### REQUIRED WORK:
1/ Answer these questions about the article on the USA600 strain of MRSA, one per line:
(a) What share of patients infected with the new strain died within 30 days?
(b) At what meeting, and in which city, was the study presented?
(c) Who was the study's primary author?
2/ Resume the article on the USA600 strain of MRSA from its last sentence and write what comes next.

### EXCERPT:
.....

H1N1 isn’t the only infection on the minds of hospitals and health systems. According to a study from Henry Ford Hospital in Detroit, the USA600 strain of MRSA (methicillin-resistant Staphylococcus aureus) may be five times more lethal than other strains and be somewhat immune to the antibiotic vancomycin, which was used successfully to treat MRSA infections in the past.
Half of patients infected with the new MRSA strain died within 30 days compared to just 11 percent of patients infected with other MRSA strains, according to the study presented at the 47th annual meeting of the Infectious Diseases Society of America (IDSA) in Philadelphia earlier this month.
The CDC was quick to refute the evidence due to the size of the study, and Paul G. Auwaerter, a clinical director at Johns Hopkins who was on the IDSA panel when the study was released, agreed. Carol Moore, PharmD., the study’s primary author, did acknolodge that another factor could be the age of patients, who are 64 years old, as compared with 52 years old for other MRSA-infected patients.

.....

### DATA LISTING:
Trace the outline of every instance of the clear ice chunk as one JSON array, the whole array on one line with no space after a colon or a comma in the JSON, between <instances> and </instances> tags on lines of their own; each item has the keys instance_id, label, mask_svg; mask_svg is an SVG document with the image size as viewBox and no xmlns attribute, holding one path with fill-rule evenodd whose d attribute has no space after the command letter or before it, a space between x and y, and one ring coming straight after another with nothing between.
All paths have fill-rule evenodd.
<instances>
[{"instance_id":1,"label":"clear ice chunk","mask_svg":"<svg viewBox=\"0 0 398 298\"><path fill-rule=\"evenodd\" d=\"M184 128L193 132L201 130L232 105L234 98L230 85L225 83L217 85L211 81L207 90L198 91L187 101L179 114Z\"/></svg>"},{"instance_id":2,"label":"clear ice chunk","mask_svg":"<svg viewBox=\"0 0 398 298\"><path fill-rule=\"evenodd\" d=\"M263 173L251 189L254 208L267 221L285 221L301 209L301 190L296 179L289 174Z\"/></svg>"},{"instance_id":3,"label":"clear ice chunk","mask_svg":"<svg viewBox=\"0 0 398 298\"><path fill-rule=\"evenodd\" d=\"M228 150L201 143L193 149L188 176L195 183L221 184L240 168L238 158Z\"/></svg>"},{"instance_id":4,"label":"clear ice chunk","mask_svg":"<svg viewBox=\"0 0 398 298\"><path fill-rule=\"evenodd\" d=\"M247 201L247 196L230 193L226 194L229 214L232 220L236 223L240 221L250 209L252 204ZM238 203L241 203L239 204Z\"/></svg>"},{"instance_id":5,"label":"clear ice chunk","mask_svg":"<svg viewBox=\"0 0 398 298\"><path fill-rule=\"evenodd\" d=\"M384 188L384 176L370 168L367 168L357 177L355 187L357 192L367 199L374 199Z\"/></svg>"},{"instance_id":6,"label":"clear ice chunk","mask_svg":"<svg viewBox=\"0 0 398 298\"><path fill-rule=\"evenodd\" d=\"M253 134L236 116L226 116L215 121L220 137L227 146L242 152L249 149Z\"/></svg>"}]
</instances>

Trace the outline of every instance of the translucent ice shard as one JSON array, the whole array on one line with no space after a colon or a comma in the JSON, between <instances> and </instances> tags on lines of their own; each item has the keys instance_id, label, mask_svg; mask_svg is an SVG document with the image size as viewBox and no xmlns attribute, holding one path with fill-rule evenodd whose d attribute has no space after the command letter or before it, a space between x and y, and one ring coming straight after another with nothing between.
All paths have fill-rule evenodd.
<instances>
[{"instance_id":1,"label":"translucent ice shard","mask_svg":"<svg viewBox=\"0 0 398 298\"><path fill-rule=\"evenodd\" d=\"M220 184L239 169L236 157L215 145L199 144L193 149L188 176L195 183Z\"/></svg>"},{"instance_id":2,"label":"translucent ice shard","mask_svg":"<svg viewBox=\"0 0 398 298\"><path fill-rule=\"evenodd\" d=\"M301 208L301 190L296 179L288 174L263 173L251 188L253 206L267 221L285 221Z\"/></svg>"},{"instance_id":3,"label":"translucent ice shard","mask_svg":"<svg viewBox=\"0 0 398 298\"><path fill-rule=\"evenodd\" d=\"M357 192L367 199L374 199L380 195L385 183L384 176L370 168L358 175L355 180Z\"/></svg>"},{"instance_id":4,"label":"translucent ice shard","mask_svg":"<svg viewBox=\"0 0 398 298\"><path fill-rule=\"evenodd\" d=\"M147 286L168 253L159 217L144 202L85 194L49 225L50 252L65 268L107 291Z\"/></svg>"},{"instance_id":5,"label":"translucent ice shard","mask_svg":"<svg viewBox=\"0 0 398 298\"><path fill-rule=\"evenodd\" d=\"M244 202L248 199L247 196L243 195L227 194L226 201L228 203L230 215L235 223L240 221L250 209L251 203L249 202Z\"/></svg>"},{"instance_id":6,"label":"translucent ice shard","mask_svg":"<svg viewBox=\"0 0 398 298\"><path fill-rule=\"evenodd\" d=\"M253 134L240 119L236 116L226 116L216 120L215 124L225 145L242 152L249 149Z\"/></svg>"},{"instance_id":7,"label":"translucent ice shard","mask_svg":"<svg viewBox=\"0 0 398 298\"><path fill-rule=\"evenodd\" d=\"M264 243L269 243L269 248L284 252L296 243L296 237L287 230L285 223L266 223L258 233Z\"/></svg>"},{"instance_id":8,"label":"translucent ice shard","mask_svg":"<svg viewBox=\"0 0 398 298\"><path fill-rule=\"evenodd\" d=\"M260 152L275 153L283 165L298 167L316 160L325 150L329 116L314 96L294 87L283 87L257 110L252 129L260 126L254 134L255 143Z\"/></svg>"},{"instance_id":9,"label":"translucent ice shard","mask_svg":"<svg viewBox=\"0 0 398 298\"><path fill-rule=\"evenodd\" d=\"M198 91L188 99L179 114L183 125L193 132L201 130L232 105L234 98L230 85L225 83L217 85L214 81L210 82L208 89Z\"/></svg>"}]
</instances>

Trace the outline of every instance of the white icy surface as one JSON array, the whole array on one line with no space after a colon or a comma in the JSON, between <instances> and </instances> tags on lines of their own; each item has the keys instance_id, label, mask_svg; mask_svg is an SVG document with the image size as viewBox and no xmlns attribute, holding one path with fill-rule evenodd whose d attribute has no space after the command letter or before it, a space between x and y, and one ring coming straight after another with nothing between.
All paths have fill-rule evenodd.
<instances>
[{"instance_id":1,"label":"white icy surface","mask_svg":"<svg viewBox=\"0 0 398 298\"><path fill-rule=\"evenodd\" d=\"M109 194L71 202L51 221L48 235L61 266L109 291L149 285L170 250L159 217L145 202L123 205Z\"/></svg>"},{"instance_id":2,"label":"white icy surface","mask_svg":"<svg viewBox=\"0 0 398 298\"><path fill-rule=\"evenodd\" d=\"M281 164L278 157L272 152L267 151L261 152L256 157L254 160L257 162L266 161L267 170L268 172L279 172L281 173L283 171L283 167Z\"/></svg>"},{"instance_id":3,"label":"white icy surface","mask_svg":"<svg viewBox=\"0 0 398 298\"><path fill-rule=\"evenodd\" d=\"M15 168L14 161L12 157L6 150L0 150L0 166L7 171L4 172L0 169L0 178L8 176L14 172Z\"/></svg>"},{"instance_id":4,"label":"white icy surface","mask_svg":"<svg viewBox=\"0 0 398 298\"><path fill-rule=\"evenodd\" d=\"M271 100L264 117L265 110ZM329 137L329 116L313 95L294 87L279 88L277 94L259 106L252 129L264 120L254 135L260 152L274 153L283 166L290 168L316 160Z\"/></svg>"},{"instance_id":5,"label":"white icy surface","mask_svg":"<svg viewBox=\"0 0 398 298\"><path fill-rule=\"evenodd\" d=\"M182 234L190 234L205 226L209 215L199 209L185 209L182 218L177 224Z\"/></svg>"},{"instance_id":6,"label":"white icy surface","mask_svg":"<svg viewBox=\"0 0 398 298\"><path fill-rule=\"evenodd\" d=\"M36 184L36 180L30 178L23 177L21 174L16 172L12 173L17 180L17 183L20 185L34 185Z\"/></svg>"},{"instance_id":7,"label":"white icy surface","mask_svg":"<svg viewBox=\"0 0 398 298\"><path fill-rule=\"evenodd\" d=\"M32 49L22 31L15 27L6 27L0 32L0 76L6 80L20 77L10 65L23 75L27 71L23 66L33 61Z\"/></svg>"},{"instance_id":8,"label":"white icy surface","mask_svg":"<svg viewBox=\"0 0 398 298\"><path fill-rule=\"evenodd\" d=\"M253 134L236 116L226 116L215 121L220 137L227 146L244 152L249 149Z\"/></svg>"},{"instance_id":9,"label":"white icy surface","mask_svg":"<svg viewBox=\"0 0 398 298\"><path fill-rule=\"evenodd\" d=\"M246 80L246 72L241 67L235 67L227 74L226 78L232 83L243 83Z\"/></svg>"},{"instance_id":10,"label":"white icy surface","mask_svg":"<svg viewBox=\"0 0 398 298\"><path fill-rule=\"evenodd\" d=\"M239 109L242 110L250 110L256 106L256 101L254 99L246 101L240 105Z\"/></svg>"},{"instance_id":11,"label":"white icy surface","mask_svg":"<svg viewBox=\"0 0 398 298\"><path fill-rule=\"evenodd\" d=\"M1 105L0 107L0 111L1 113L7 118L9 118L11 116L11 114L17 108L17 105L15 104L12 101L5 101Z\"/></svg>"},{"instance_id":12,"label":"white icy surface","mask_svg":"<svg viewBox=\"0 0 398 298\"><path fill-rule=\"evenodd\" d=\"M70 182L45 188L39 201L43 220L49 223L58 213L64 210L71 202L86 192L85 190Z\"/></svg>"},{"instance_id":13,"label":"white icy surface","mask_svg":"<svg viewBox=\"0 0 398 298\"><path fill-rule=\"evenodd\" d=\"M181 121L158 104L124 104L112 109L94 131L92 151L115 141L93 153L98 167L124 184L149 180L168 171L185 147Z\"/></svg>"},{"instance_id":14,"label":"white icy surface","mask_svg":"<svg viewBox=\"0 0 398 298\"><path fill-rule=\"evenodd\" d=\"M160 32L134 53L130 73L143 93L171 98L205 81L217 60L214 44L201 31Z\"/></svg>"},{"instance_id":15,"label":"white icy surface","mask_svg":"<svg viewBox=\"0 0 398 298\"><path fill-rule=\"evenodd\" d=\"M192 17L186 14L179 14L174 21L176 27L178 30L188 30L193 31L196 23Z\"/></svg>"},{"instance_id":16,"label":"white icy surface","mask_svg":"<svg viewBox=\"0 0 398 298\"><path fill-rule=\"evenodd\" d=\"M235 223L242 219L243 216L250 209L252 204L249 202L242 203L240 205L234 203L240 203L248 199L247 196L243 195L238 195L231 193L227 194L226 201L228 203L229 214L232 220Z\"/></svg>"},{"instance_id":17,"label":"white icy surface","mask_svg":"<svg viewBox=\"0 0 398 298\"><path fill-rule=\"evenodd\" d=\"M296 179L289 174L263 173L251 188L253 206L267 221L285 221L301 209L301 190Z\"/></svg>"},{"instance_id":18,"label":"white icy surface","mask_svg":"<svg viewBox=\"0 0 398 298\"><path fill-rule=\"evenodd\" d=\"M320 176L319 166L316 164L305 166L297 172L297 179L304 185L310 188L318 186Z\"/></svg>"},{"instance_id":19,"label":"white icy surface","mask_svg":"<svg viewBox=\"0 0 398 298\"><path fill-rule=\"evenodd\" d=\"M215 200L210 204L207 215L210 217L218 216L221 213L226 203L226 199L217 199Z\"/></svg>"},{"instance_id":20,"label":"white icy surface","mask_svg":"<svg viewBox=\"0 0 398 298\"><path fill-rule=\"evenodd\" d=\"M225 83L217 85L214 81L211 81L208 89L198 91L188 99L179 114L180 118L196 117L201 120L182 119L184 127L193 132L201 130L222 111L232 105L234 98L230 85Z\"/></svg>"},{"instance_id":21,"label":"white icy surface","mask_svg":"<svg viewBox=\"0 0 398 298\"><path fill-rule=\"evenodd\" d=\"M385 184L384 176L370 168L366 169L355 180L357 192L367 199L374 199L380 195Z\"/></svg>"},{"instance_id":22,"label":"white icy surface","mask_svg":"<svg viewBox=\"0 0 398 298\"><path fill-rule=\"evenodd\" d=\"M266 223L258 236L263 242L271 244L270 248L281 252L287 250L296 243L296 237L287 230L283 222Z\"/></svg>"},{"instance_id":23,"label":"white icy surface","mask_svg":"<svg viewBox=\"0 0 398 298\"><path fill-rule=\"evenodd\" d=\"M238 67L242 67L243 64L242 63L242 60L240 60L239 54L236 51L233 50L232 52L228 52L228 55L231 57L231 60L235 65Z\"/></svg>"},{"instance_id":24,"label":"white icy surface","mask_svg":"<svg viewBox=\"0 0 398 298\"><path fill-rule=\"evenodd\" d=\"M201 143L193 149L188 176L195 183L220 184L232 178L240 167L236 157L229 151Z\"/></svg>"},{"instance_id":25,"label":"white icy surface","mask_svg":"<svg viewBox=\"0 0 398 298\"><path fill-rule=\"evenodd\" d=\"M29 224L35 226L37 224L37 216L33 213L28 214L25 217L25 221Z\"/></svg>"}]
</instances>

.....

### ANSWERS TO THE PROBLEMS:
1/
(a) Half
(b) The 47th annual meeting of the Infectious Diseases Society of America (IDSA), in Philadelphia
(c) Carol Moore, PharmD.

2/
Given the virulence and lethal nature of MRSA, infectious disease specialists, government leaders and healthcare executives are calling for programs to better prevent, monitor and manage MRSA. For example, several states, including California, Illinois, New Jersey and Pennsylvania, have enacted legislation that requires hospitals to screen patients for MRSA. The CDC has also launched a massive national campaign to prevent MRSA skin infections (http://www.cdc.gov/ncidod/dhqp/ar_mrsa.html. And, Albert Einstein Health Network in Philadelphia has decreased MRSA infections rates 62 percent by stuffing used hospital gowns into disposable gloves.
Additionally, HHS will also make $50 million in grants funded by the American Recovery and Reinvestment Act (ARRA) to states fighting against hospital-acquired infections (HAIs). Forty million will be available through competitive grants to states for hospital infection prevention and reporting, while $10 million will come in the form of state grants to improve inspections for outpatient surgery centers (http://www.hhs.gov/news/press/2009pres/05/20090506a.html).
Overall, HAIs are rising, making them among the top ten leading causes of death in the U.S. and adding up to $20 billion dollars to healthcare costs annually, according to the 2008 National Healthcare Quality Report (http://www.ahrq.gov/qual/nhqr08/nhqr08.pdf). The CDC says HAIs cost as much as $45 billion annually.
While hospitals and health systems must tap multiple strategies to prevent, monitor and manage new and emerging strains of MRSA and other HAIs, they must also influence care at the bedside in real-time through technology that functions as a patient-specific early warning system.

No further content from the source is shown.